__PROBLEM REQUIREMENTS__. From the material below, copy out each line with the word "woman" in it.

__SUPPLIED DATA__.
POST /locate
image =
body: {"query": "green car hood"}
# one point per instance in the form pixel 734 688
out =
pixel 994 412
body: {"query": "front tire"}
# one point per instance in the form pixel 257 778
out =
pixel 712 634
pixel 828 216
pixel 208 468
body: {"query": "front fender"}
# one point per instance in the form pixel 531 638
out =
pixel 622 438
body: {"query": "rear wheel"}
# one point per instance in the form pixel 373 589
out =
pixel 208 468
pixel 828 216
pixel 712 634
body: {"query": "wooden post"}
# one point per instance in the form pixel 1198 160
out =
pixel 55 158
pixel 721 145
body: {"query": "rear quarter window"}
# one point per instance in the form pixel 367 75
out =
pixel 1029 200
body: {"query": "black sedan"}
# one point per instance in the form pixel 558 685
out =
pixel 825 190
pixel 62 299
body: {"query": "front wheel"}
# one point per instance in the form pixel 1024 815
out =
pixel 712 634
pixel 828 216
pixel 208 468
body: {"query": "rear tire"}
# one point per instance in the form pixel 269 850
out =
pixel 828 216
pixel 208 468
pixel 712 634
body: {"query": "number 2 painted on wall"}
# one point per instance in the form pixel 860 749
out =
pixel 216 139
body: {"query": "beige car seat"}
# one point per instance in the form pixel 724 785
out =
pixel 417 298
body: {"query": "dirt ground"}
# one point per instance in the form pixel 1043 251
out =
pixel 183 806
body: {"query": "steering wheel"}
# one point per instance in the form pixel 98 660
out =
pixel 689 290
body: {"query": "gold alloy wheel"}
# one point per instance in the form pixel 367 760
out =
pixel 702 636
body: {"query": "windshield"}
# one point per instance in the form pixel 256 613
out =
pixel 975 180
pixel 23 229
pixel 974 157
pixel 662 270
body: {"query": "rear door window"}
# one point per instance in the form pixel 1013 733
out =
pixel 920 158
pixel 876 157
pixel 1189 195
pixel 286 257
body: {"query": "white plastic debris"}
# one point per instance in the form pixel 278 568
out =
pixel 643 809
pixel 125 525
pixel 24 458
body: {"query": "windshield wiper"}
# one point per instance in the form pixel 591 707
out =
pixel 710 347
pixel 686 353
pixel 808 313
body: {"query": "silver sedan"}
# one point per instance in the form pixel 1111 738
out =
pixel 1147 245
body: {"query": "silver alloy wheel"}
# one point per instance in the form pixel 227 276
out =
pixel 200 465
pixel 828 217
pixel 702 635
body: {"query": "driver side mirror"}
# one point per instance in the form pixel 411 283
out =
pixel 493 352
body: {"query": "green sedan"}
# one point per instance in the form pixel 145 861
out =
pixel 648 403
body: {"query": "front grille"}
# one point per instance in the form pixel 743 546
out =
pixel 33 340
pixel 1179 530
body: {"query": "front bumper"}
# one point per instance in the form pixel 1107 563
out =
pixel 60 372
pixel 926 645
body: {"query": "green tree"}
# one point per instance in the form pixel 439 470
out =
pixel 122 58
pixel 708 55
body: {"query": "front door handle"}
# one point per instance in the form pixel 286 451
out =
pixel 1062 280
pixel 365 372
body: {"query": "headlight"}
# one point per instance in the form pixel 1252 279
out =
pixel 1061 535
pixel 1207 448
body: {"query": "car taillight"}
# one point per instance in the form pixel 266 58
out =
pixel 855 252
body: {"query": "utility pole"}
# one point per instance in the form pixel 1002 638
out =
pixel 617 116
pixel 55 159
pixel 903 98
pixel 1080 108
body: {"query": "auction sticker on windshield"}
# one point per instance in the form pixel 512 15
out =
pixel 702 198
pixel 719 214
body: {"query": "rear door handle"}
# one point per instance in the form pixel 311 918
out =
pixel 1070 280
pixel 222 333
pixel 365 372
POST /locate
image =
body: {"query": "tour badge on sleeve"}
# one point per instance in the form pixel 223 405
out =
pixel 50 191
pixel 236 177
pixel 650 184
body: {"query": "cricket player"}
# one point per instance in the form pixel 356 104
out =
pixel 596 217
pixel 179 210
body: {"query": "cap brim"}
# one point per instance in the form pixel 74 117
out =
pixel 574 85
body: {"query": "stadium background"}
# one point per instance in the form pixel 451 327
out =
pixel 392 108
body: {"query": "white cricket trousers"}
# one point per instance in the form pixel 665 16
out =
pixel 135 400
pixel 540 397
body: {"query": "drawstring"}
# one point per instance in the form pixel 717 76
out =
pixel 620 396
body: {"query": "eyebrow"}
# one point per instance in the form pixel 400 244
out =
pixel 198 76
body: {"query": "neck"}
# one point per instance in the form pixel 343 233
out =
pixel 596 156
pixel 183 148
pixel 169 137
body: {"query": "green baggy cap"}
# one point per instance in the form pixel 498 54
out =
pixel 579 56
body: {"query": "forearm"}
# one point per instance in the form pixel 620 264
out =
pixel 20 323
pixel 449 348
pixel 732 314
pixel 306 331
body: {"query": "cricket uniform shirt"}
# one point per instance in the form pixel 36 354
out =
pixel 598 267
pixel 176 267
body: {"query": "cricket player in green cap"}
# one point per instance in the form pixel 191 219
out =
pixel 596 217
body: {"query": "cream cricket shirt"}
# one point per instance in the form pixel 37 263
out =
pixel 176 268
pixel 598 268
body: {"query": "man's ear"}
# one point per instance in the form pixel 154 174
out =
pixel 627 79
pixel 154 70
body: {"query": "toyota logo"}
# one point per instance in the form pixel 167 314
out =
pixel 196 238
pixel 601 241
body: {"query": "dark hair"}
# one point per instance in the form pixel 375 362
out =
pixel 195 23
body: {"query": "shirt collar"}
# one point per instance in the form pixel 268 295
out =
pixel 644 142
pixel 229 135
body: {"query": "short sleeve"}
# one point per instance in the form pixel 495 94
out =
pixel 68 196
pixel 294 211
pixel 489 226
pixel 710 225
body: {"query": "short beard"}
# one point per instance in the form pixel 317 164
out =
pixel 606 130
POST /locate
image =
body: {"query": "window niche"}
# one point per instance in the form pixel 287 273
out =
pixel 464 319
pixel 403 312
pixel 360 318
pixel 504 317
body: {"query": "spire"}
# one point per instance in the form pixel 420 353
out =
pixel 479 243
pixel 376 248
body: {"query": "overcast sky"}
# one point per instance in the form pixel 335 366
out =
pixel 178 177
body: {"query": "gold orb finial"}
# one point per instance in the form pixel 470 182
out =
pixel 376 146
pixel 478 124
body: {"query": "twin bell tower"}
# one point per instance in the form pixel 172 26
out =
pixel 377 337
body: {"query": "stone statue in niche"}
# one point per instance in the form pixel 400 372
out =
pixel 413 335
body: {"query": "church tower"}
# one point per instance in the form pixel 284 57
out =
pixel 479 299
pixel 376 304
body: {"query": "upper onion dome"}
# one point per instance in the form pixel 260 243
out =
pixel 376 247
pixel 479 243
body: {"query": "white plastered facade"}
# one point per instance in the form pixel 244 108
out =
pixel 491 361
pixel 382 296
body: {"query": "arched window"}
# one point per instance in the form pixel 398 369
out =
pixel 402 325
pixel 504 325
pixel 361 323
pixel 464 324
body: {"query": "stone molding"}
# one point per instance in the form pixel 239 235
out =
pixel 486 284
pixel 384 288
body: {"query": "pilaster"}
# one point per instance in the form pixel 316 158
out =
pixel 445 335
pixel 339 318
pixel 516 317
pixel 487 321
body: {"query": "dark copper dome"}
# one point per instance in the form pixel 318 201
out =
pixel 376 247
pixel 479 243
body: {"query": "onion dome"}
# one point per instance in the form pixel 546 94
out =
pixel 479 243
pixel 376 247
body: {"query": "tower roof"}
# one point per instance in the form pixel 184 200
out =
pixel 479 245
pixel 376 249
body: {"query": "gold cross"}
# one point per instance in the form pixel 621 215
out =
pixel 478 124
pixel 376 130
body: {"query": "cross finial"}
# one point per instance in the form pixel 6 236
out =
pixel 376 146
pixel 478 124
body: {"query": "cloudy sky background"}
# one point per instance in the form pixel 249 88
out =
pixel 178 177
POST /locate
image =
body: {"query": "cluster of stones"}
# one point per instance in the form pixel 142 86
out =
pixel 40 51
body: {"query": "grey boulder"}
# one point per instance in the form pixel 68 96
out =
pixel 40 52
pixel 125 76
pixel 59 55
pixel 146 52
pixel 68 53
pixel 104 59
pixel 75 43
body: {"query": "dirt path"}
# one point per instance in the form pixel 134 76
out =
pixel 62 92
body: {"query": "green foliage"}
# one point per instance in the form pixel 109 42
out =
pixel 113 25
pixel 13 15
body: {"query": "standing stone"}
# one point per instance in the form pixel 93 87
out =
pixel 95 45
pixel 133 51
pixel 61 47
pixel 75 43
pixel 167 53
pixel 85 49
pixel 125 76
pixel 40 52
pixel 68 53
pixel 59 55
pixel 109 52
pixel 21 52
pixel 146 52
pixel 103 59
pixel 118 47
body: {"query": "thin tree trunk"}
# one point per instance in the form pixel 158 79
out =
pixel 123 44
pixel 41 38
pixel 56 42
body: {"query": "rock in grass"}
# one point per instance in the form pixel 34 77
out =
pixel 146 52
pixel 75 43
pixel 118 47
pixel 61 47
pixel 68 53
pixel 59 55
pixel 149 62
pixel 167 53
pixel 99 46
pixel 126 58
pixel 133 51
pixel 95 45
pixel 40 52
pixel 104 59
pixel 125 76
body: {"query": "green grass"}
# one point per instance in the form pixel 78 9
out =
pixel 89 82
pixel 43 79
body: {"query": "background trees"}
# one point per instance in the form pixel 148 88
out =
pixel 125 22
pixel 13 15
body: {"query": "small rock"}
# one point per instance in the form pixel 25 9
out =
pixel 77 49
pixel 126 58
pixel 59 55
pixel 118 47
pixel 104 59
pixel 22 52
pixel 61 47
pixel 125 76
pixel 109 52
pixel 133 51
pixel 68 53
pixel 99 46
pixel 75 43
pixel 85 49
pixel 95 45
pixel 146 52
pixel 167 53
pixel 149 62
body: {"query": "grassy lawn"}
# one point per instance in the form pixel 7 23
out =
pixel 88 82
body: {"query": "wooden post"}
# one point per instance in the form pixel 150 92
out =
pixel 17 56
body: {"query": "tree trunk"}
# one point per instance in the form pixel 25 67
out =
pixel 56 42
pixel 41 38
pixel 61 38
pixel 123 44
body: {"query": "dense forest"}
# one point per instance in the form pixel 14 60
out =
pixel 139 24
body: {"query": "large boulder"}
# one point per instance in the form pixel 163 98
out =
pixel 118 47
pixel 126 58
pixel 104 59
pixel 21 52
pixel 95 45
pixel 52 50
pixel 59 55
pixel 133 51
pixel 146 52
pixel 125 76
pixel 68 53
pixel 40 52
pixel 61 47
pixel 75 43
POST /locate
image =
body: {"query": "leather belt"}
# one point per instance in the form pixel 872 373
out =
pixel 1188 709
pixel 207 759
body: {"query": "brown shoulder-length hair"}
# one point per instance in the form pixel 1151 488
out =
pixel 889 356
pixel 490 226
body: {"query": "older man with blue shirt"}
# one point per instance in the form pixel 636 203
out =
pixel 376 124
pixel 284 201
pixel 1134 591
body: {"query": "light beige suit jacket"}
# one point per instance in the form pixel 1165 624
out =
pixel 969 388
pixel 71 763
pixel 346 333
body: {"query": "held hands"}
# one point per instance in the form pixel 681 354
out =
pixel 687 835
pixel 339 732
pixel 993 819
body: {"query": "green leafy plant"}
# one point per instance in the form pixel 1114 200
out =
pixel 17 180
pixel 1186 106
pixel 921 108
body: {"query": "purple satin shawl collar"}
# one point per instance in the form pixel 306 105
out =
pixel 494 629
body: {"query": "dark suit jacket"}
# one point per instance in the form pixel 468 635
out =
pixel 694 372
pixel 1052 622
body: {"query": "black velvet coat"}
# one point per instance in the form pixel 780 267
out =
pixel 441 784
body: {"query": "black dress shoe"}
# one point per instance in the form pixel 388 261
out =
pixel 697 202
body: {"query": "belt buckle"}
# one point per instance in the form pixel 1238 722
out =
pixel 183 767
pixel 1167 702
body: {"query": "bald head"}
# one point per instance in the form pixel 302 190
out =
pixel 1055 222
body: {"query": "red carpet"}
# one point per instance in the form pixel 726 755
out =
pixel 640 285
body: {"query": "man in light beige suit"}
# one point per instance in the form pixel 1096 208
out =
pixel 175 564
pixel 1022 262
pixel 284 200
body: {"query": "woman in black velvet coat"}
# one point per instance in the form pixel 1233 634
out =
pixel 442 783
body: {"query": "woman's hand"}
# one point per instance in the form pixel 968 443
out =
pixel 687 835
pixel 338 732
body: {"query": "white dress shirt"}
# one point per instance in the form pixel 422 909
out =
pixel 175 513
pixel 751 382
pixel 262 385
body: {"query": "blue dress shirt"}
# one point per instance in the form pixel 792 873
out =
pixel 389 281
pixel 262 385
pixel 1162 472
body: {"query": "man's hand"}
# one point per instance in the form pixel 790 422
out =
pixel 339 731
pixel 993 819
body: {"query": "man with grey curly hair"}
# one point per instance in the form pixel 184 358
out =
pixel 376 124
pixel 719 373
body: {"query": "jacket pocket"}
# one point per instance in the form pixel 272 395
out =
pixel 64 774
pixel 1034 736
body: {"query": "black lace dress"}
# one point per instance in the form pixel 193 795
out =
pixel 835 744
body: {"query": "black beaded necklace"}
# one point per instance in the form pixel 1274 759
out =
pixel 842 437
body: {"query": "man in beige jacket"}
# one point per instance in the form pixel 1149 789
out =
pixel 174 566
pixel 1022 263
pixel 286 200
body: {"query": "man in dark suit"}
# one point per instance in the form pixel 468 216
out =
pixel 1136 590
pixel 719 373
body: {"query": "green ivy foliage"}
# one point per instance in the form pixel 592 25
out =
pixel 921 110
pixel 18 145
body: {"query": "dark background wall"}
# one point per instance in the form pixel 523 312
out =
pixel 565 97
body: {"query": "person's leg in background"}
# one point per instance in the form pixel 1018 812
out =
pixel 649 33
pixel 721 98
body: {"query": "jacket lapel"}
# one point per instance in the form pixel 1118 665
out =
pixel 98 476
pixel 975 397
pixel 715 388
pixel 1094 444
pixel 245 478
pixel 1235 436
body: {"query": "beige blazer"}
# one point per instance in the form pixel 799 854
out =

__WRITTEN ANSWER__.
body: {"query": "woman in black velvet coat"}
body: {"query": "woman's hand"}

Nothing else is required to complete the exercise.